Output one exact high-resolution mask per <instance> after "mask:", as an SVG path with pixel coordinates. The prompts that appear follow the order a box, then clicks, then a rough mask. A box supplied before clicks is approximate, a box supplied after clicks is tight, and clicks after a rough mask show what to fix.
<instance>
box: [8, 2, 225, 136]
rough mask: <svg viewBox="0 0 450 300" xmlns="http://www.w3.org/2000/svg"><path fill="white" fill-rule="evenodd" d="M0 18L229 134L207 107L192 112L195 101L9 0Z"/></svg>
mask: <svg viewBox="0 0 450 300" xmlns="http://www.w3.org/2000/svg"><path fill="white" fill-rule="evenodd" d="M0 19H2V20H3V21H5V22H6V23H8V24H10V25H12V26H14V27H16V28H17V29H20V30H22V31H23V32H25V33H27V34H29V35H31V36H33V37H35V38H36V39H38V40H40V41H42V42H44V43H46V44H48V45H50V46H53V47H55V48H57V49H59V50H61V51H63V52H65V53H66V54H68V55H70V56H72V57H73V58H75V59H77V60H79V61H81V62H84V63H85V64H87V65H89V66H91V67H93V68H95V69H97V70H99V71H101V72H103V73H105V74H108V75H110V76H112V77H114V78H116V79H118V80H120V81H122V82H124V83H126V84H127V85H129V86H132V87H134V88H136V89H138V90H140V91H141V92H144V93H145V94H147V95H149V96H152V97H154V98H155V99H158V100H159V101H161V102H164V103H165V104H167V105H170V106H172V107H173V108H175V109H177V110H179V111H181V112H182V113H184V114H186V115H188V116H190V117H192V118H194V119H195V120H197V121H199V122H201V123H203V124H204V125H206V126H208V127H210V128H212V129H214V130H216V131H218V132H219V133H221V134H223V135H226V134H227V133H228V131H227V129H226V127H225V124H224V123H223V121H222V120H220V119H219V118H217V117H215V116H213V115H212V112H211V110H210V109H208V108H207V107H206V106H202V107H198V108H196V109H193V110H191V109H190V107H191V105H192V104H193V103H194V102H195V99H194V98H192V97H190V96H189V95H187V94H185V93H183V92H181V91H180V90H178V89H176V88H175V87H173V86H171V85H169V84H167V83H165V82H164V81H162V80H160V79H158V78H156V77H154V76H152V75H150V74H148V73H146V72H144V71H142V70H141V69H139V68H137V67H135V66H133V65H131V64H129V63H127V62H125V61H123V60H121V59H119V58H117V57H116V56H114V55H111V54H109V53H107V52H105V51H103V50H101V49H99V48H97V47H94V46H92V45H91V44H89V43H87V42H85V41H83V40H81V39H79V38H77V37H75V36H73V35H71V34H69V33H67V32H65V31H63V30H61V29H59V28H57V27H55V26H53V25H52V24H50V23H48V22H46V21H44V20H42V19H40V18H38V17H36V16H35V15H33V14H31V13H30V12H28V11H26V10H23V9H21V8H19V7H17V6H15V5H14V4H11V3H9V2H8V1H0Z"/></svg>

Work instruction:
Please output each entry above exactly, leaving nothing out.

Solution to this exercise:
Output one exact high-resolution mask per <instance> after "mask:", as an SVG path with pixel coordinates. The prompts that appear follow the order a box, then clicks, then a rough mask. A box supplied before clicks is approximate, a box supplied after clicks is tight, and clicks after a rough mask show what to fix.
<instance>
box: [8, 2, 225, 136]
rough mask: <svg viewBox="0 0 450 300" xmlns="http://www.w3.org/2000/svg"><path fill="white" fill-rule="evenodd" d="M0 18L229 134L207 107L192 112L195 101L9 0Z"/></svg>
mask: <svg viewBox="0 0 450 300" xmlns="http://www.w3.org/2000/svg"><path fill="white" fill-rule="evenodd" d="M0 19H2V20H3V21H5V22H6V23H8V24H10V25H12V26H14V27H16V28H17V29H20V30H22V31H23V32H25V33H27V34H29V35H31V36H33V37H35V38H36V39H38V40H40V41H42V42H44V43H46V44H48V45H50V46H53V47H55V48H57V49H59V50H61V51H63V52H65V53H66V54H68V55H70V56H72V57H73V58H75V59H77V60H79V61H81V62H84V63H85V64H87V65H89V66H91V67H93V68H95V69H97V70H99V71H101V72H103V73H105V74H108V75H110V76H112V77H114V78H116V79H118V80H120V81H122V82H124V83H126V84H127V85H129V86H132V87H134V88H136V89H138V90H140V91H141V92H144V93H145V94H147V95H149V96H152V97H154V98H155V99H158V100H159V101H161V102H164V103H165V104H167V105H170V106H172V107H173V108H175V109H177V110H179V111H181V112H182V113H184V114H186V115H188V116H190V117H192V118H194V119H195V120H197V121H199V122H201V123H203V124H204V125H206V126H208V127H210V128H212V129H214V130H216V131H218V132H219V133H221V134H223V135H226V134H227V133H228V131H227V129H226V127H225V124H224V123H223V121H222V120H220V119H219V118H217V117H215V116H213V115H212V112H211V110H210V109H208V108H207V107H206V106H202V107H198V108H196V109H193V110H191V109H190V107H191V105H192V104H193V103H194V102H195V99H194V98H192V97H190V96H189V95H187V94H185V93H183V92H181V91H180V90H178V89H176V88H175V87H173V86H171V85H169V84H167V83H165V82H164V81H162V80H160V79H158V78H156V77H154V76H152V75H150V74H148V73H146V72H144V71H142V70H141V69H139V68H137V67H135V66H133V65H131V64H129V63H127V62H125V61H123V60H121V59H119V58H117V57H116V56H114V55H111V54H109V53H107V52H105V51H103V50H101V49H99V48H97V47H94V46H92V45H91V44H89V43H87V42H85V41H83V40H81V39H79V38H77V37H75V36H73V35H71V34H69V33H67V32H65V31H63V30H61V29H59V28H57V27H55V26H53V25H52V24H50V23H48V22H46V21H44V20H42V19H40V18H38V17H36V16H35V15H33V14H31V13H30V12H28V11H26V10H23V9H21V8H19V7H17V6H15V5H14V4H11V3H9V2H8V1H0Z"/></svg>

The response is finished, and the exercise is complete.